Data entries
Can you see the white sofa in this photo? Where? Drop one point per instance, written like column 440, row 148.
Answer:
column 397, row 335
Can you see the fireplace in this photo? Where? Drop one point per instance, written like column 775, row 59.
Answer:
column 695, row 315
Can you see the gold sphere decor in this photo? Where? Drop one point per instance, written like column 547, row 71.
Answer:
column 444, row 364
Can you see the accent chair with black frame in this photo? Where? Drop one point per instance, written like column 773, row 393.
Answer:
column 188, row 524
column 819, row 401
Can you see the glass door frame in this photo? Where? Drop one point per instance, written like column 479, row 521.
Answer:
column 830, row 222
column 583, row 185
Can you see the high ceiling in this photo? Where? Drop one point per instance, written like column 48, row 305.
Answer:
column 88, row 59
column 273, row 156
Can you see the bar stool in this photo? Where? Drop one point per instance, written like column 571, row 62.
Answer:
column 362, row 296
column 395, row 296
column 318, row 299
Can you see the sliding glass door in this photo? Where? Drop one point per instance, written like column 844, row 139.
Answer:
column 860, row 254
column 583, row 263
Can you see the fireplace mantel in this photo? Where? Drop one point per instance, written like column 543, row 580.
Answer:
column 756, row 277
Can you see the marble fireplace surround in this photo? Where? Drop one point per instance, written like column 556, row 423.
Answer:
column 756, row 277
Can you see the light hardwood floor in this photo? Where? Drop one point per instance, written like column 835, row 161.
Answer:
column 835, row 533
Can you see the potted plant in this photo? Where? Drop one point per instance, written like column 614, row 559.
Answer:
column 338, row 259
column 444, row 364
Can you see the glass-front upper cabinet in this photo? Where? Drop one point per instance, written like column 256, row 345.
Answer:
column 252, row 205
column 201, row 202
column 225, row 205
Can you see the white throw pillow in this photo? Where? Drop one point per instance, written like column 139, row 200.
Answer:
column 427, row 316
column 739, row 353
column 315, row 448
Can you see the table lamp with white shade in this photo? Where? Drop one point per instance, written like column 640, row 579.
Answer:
--
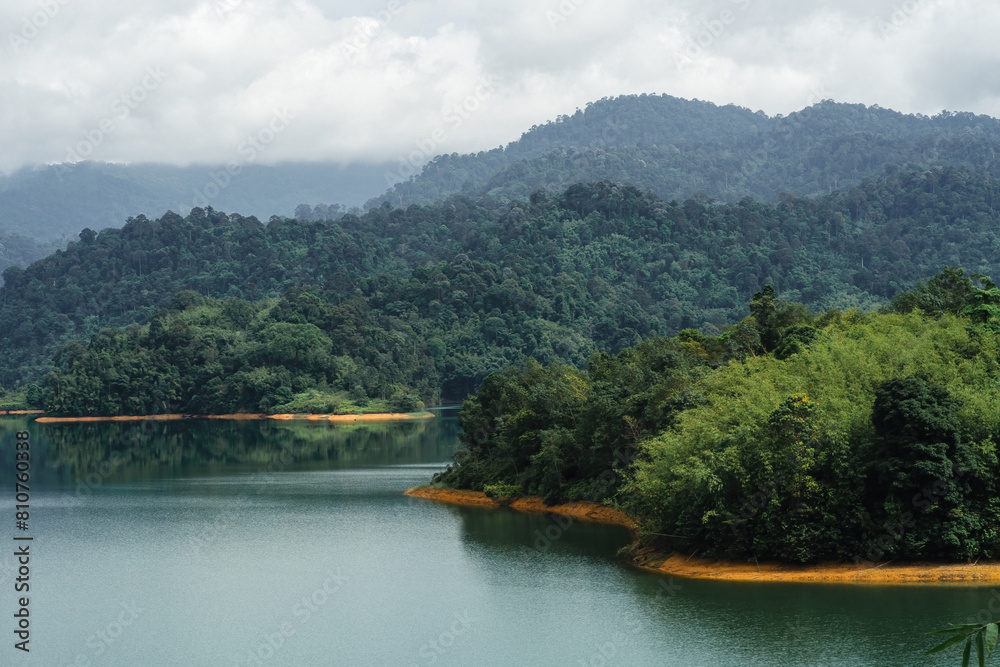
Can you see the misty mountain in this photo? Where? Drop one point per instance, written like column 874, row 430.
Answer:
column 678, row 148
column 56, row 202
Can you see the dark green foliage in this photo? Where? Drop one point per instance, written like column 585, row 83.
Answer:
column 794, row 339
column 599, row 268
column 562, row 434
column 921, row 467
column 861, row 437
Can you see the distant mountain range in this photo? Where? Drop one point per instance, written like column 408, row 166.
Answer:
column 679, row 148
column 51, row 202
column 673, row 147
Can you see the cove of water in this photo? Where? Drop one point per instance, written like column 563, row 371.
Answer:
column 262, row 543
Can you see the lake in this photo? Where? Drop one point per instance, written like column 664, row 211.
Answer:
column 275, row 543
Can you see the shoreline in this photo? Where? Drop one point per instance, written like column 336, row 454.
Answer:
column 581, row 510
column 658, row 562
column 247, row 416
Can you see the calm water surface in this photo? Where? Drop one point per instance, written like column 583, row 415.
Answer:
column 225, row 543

*Assignment*
Please return all lines above in which the string "door" is found.

*Output for this task*
Can you see the glass door frame in this photo? Where? Drop one point per instance, written like column 479, row 521.
Can you see the sliding glass door in this photo? Where? Drop one point per instance, written like column 844, row 139.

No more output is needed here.